## [ASSIGNED TASK]
So that the copy matches the original, retype each line of the material below exactly.

## [INPUT FOR THIS TASK]
==================================================
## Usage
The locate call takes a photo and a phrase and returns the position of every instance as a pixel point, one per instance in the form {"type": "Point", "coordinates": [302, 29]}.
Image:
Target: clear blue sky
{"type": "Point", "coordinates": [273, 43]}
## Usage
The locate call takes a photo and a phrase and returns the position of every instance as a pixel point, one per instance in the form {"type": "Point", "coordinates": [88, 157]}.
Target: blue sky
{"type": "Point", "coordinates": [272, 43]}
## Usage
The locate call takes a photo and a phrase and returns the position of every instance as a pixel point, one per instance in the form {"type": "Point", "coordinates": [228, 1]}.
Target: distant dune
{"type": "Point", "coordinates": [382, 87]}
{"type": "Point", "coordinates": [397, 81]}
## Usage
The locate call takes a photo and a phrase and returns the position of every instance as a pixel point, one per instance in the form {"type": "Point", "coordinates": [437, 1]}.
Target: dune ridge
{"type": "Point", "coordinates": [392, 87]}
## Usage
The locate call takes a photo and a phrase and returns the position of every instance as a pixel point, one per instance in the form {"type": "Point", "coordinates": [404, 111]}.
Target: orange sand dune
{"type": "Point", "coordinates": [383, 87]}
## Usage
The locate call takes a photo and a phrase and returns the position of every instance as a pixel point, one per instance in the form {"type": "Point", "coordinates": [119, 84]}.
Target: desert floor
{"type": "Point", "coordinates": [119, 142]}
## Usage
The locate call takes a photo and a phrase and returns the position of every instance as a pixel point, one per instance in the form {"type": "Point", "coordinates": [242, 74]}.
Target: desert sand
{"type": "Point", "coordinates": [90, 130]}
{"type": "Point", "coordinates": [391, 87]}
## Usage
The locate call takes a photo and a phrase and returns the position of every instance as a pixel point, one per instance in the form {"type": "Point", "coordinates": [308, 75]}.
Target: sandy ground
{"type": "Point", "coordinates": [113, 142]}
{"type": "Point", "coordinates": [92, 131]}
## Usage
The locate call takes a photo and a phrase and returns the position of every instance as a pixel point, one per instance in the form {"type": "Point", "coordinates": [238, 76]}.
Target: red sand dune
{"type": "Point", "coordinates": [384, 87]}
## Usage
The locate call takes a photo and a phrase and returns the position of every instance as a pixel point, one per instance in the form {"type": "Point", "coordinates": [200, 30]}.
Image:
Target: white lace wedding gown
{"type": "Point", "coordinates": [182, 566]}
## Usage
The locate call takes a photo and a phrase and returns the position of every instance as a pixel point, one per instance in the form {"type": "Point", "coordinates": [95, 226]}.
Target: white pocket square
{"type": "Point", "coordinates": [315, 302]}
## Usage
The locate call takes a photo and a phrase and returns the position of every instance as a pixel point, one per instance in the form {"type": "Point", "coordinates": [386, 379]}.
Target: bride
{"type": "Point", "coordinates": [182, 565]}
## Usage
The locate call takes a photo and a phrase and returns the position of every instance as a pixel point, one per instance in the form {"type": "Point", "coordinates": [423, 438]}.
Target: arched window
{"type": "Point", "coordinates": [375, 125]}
==================================================
## [OUTPUT FOR THIS EXERCISE]
## Usage
The locate call takes a photo and a phrase and returns the position of every instance as a pixel point, one per instance in the form {"type": "Point", "coordinates": [302, 29]}.
Image:
Target: clear blue sky
{"type": "Point", "coordinates": [273, 43]}
## Usage
The locate call takes a photo and a phrase and returns the position of every instance as a pixel point, one per instance in the form {"type": "Point", "coordinates": [88, 157]}.
Target: blue sky
{"type": "Point", "coordinates": [272, 43]}
## Usage
The locate call takes a photo and a phrase and returns the position of every instance as a pixel point, one per instance in the form {"type": "Point", "coordinates": [228, 1]}.
Target: distant dune
{"type": "Point", "coordinates": [382, 87]}
{"type": "Point", "coordinates": [397, 81]}
## Usage
The locate call takes a photo and a phrase and returns the position of every instance as a pixel point, one per instance in the form {"type": "Point", "coordinates": [437, 1]}.
Target: dune ridge
{"type": "Point", "coordinates": [392, 87]}
## Usage
The locate call takes a photo and a phrase and returns the position of every instance as a pixel point, one per instance in the form {"type": "Point", "coordinates": [404, 111]}.
Target: orange sand dune
{"type": "Point", "coordinates": [383, 87]}
## Usage
The locate call takes a photo and a phrase and returns the position of every instance as a pixel point, one per instance in the form {"type": "Point", "coordinates": [119, 84]}.
Target: desert floor
{"type": "Point", "coordinates": [119, 142]}
## Usage
The locate call takes a photo and a phrase and returns the position of every instance as a pixel point, one per instance in the form {"type": "Point", "coordinates": [242, 74]}.
Target: desert sand
{"type": "Point", "coordinates": [90, 130]}
{"type": "Point", "coordinates": [391, 87]}
## Usage
The locate call takes a photo and a phrase and returns the position of every instance as a pixel point, one per instance in the form {"type": "Point", "coordinates": [308, 75]}.
Target: sandy ground
{"type": "Point", "coordinates": [113, 142]}
{"type": "Point", "coordinates": [92, 131]}
## Usage
The locate call takes a photo and a phrase and returns the position of every instance as a pixel point, one per instance in the form {"type": "Point", "coordinates": [238, 76]}.
Target: red sand dune
{"type": "Point", "coordinates": [384, 87]}
## Usage
The locate call takes a photo and a phrase and returns the position of every instance as a pixel point, one per instance in the form {"type": "Point", "coordinates": [200, 30]}.
Image:
Target: white lace wedding gown
{"type": "Point", "coordinates": [182, 566]}
## Usage
The locate call takes a photo and a phrase and returns the position of every instance as a pixel point, one per instance in the form {"type": "Point", "coordinates": [95, 226]}.
Target: white pocket square
{"type": "Point", "coordinates": [315, 302]}
## Usage
The locate call takes a photo and a phrase and returns the position of every instance as a pixel point, one per instance in the form {"type": "Point", "coordinates": [386, 379]}.
Target: bride
{"type": "Point", "coordinates": [182, 565]}
## Usage
The locate call takes a photo and a phrase and returns the position of every instance as a pixel point, one per instance in the form {"type": "Point", "coordinates": [423, 438]}.
Target: arched window
{"type": "Point", "coordinates": [375, 125]}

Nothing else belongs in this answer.